• Task to carry out
Each line of the entries below that holds "instance" is needed, copied in full.
***
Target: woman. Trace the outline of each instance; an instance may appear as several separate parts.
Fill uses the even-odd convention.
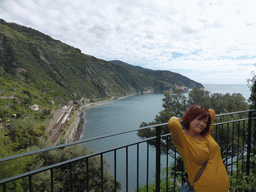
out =
[[[221,158],[220,147],[211,136],[215,112],[192,105],[182,118],[172,117],[168,122],[172,141],[186,167],[190,183],[208,160],[207,166],[194,184],[195,192],[227,192],[229,178]]]

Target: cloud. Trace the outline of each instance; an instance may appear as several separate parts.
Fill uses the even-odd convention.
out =
[[[256,63],[256,12],[249,0],[3,0],[0,17],[85,54],[202,83],[209,76],[212,83],[244,82],[253,67],[240,64]]]

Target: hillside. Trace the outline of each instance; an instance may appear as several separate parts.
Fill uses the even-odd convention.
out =
[[[25,26],[0,20],[0,75],[55,102],[106,99],[154,91],[161,93],[174,84],[189,88],[201,84],[170,71],[153,71],[116,65],[81,53]],[[4,78],[5,79],[5,78]],[[15,91],[14,91],[15,92]],[[2,96],[10,96],[3,90]]]
[[[172,82],[173,84],[176,84],[178,86],[186,86],[188,88],[193,88],[193,87],[203,88],[203,85],[201,83],[197,83],[179,73],[174,73],[174,72],[166,71],[166,70],[146,69],[146,68],[143,68],[140,66],[130,65],[128,63],[124,63],[119,60],[113,60],[113,61],[109,61],[109,62],[114,63],[116,65],[128,67],[134,71],[139,72],[142,75],[145,75],[147,77],[152,77],[153,79],[158,80],[158,81]]]

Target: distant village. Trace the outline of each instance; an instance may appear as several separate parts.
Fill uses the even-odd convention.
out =
[[[173,90],[175,90],[175,89],[178,89],[178,90],[180,90],[180,91],[182,91],[183,93],[188,93],[189,92],[189,90],[188,90],[188,87],[186,87],[186,86],[179,86],[179,85],[174,85],[174,87],[173,87]],[[171,90],[171,91],[173,91],[173,90]]]

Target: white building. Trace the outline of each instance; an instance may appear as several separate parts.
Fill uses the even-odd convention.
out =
***
• Written response
Target: woman. Trace the outline of each instance; an instance may appear as several separate parts.
Target: cloud. Trace the outline of each instance; an instance may appear as several separate parts.
Target: hillside. Trace the outline of each instance; an instance may appear as several separate parts.
Target: distant village. Trace the outline of each instance; an instance may appear as several separate parts.
Target: white building. Trace the outline of each instance; an instance may appear as several separate parts.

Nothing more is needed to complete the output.